Passage for review ::
###

South Asian attitudes to Sexual Health

Indian lady thinking



sexual health in

south asian


The Desi POV

The Desi POV – What are we looking at?

Who are we?

Taslima Rashid (Homerton Healthcare NHS FOundation Trust)

Tal Mahmud (Hiyos)

Saira Juma (Hiyos)

Vinesh Dhir (Hiyos)

Muhammad Junejo (Chelsea and Westminster Hospital NHS Foundation Trust)

Hasan Mohammed (Chelsea and Westminster Hospital NHS Foundation Trust)

What is it about?

Attitudes around HIV and STI testing in a large, majority south Asian GP cohort in NW London

Poor uptake of screening = late diagnoses, poorer outcomes

Culture – plays a major part in reduced screening

Engagement – we need more engagement with older, South Asian, heterosexual communities


Uptake of sexual health services by South Asian (SA) populations in the UK have historically been poor, due to cultural barriers and stigma around sexual activity.

The borough of Hounslow has a SA proportion of 34%, yet only 24% of our clinic attendances (year 19/20) are South Asians.

###

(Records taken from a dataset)
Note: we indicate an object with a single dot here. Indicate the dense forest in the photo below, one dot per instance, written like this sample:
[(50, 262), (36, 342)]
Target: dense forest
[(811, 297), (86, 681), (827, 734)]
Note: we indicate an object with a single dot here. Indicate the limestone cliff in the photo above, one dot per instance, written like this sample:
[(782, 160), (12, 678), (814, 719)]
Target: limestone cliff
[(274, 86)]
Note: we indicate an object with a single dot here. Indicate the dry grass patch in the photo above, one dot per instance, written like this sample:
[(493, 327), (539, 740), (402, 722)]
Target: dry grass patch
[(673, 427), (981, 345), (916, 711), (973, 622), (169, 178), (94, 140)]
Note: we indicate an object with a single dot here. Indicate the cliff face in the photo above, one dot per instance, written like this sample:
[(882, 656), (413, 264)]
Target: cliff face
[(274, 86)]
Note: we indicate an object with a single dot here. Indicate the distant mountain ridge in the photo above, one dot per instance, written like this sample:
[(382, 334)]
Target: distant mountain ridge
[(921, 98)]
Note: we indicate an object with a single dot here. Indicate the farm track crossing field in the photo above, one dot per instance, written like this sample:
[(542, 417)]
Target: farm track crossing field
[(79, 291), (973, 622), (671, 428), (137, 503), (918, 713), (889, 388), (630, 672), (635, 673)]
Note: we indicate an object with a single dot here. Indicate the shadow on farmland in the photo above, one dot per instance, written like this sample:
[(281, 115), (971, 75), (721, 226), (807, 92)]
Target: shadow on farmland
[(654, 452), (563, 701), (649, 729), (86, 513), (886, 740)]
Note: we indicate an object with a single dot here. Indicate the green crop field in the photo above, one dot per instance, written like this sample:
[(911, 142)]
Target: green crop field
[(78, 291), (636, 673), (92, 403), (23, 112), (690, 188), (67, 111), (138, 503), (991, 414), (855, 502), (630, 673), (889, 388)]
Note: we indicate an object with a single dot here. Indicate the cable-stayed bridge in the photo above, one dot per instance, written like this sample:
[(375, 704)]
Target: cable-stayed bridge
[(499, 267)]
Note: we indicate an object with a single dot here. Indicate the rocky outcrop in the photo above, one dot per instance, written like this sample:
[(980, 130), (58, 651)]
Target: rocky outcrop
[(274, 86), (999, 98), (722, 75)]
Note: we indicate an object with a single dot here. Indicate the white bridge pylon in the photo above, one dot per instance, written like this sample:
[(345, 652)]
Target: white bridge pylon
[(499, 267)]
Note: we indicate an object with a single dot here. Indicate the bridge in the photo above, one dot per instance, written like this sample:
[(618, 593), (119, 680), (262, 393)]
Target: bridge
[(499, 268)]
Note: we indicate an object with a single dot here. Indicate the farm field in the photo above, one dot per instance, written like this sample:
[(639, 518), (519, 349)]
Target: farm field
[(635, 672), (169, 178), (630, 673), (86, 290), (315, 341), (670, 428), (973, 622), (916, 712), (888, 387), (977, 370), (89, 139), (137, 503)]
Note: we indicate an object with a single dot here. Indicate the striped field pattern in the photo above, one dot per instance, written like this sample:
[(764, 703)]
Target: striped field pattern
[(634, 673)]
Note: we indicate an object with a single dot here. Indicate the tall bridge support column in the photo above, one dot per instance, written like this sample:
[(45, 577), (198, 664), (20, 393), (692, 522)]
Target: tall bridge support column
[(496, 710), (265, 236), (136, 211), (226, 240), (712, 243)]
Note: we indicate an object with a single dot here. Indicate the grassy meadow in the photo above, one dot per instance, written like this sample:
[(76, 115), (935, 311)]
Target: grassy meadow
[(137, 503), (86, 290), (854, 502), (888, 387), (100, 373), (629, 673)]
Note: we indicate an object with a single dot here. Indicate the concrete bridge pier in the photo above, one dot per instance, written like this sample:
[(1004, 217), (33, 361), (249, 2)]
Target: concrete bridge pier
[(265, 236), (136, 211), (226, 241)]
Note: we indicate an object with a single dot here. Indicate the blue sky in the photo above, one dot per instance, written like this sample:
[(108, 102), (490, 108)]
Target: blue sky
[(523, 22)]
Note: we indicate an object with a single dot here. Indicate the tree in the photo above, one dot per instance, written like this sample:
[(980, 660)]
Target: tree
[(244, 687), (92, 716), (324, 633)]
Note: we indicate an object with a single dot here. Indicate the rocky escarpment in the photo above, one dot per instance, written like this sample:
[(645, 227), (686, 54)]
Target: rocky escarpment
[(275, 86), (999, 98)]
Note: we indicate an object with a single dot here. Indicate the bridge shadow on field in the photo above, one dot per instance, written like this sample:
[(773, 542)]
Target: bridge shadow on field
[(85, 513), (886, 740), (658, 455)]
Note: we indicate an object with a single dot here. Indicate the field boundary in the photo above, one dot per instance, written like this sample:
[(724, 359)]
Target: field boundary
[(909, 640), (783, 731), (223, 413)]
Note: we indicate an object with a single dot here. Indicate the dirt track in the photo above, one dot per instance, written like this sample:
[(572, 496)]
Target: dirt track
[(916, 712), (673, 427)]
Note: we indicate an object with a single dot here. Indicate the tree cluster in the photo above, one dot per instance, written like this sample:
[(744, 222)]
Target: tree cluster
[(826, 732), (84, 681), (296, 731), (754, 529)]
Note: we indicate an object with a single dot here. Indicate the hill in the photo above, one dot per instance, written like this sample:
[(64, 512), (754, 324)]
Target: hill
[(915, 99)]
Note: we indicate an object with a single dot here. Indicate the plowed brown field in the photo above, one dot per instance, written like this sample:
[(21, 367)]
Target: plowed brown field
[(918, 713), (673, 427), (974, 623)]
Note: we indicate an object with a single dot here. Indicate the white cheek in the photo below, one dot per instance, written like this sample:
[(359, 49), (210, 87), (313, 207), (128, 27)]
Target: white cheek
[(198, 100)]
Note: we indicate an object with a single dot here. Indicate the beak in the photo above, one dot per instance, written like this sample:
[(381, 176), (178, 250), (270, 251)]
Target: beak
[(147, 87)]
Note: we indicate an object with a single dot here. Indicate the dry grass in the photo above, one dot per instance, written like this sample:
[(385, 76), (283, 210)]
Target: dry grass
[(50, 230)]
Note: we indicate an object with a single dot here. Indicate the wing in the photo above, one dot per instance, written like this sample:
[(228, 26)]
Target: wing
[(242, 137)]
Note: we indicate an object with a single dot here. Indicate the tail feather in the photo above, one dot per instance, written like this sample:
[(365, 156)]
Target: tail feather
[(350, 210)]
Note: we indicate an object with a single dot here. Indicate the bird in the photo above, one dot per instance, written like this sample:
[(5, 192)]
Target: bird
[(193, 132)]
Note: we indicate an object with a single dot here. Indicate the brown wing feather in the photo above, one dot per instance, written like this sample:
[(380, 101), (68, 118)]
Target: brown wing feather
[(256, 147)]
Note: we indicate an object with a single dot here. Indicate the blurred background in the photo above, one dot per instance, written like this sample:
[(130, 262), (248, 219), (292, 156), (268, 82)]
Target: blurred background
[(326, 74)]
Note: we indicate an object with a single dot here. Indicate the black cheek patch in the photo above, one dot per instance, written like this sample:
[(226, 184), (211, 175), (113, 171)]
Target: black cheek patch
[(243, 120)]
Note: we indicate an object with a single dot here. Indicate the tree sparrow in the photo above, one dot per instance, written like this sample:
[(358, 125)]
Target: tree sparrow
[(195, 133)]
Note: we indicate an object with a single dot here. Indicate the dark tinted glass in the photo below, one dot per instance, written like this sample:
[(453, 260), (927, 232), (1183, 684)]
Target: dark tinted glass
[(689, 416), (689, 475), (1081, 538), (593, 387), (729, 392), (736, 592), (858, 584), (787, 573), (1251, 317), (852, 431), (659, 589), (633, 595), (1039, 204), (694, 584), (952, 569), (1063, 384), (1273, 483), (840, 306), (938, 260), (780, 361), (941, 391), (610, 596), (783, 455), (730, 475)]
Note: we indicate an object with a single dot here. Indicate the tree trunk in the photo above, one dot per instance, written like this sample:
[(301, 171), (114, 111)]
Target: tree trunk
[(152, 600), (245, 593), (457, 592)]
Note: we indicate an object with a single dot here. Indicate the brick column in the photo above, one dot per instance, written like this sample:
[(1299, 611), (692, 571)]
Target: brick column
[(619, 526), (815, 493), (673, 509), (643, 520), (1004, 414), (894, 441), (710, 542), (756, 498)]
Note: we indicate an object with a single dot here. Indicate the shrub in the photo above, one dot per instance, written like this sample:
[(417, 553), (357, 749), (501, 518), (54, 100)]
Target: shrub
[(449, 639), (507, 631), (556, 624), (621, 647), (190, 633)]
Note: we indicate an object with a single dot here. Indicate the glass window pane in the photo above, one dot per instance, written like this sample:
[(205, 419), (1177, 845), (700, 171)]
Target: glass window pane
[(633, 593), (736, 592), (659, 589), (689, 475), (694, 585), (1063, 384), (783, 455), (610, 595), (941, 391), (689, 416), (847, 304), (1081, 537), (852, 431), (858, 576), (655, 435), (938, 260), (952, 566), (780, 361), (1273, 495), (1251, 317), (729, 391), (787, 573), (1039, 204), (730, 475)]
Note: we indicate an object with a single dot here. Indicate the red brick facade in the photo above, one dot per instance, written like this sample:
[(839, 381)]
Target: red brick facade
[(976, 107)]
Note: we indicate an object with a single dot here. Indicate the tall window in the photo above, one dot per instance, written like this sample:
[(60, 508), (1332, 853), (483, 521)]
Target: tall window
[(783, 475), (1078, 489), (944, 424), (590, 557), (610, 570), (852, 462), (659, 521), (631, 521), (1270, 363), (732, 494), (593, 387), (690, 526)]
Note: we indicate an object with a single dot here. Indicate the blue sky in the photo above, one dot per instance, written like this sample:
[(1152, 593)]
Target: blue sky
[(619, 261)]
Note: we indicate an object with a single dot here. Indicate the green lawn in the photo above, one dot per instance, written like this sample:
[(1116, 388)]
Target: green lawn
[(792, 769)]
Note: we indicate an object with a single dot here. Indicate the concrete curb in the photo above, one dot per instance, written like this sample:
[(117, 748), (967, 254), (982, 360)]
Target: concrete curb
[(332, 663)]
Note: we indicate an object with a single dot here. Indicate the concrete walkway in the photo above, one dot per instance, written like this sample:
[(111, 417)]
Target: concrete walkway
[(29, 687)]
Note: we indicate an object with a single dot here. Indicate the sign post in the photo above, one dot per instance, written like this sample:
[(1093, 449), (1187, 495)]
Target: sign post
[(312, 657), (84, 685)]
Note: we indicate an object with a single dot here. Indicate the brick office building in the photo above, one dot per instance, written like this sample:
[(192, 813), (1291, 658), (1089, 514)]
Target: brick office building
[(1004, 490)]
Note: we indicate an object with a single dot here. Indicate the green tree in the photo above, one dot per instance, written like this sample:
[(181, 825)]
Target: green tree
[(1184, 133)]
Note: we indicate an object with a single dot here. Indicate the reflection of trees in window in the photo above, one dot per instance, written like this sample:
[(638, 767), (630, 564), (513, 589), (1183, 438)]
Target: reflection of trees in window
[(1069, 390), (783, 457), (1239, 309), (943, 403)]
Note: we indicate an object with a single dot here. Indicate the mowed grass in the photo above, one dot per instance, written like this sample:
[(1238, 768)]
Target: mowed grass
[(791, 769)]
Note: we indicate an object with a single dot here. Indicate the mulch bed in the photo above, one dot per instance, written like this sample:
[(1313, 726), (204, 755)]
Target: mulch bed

###

Your goal :: Pick up the text on South Asian attitudes to sexual health where it stops, and write the next part.

Task output ::
HIV diagnoses are declining in all groups, but SAs have seen amongst the slowest rates to decline, in particular heterosexual men and women.

SAs are more likely to be referred in from different specialties, have an older age at diagnosis of HIV and present at a later stage (advanced HIV). This has significant health implications on patients, partners and healthcare services.


We aim to capture patient perspectives on STI and HIV testing from these often underserved groups: women, older patients, and heterosexual populations, to better understand barriers and facilitators of SAs attending sexual health services.


NHS GP Practice Hiyos, based in North West London, was able to capture and provide data from its patient pool, using a targeted online patient survey. The patient survey asked 10 questions on a range of subjects, including HIV testing, STI testing, reasons for opting out of testing, preferences of where to test, and demographic data including sexual orientation, gender, and ethnicity.


Of the 1,303 responses to the online survey, 68.5% of respondents were SAs compared to 31.5% white respondents.
The most common age group was 25-34 and 35-44 years, regardless of ethnicity. More South Asian participants were married (81.5%) compared to white counterparts (45.7%). There were low numbers of separation and divorce amongst SA.


Our results demonstrate low uptake of HIV/STI testing amongst SAs compared to their White counterparts.

SA participants felt they did not need HIV/STI testing as they had no symptoms and had only one partner. Culture/religion played a role in preventing SAs from accessing testing.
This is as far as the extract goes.